Abstract
A considerable number of transgenic or knockout mice in which epidermal keratinocytes have been targeted die shortly after birth due to barrier defects. In this case, recovery and cultivation of keratinocytes from these animals provide an opportunity for in vitro studies. Working with isolated keratinocytes is also interesting for certain experiments which cannot be performed in live animals.
Primary human keratinocytes can be kept in culture for a variable number of passages and then senesce. Immortalization can be achieved by transduction with constructs encoding viral genes. Murine keratinocytes can be kept in culture as primary cells. Naturally the numbers of cells obtained by direct isolation from mouse epidermis is restricted and sometimes not sufficient for certain biochemical analyses. To overcome this restriction some permanent murine keratinocyte lines have been generated by transfection with SV40T or HPV E6E7 genes. This is, however, not suitable if established or hypothetical biochemical links exist between these genes and the pathways or processes to be analysed in the respective experiment.

DATA EXCERPT:

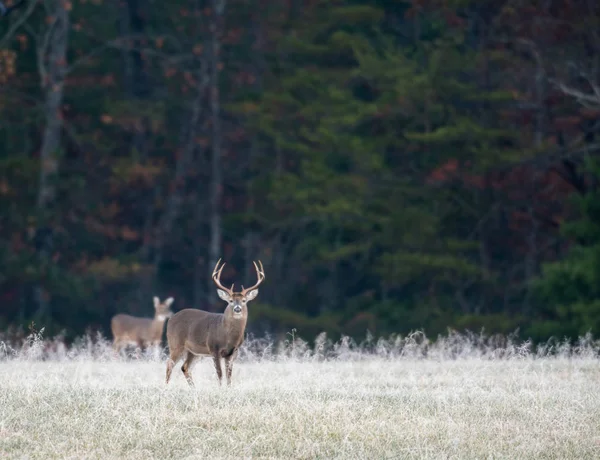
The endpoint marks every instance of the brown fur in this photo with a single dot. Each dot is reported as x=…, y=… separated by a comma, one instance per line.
x=143, y=332
x=192, y=333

PROBLEM STATEMENT: Write what comes next in the abstract about culturing mouse keratinocytes, starting right after its final sentence.

RESULT FOR THIS EXERCISE:
We describe an easy and reproducible method of establishing permanent keratinocyte lines from spontaneously immortalized primary murine keratinocytes. This method employs co-cultivation of keratinocytes with 3T3-J2 fibroblast feeder cells for several passages during which immortalization occurs. The resulting keratinocyte lines do not only grow infinitely but, in many cases, individual lines from the same genetic background also exhibit similar growth characteristics, hence they are especially valuable for comparative studies.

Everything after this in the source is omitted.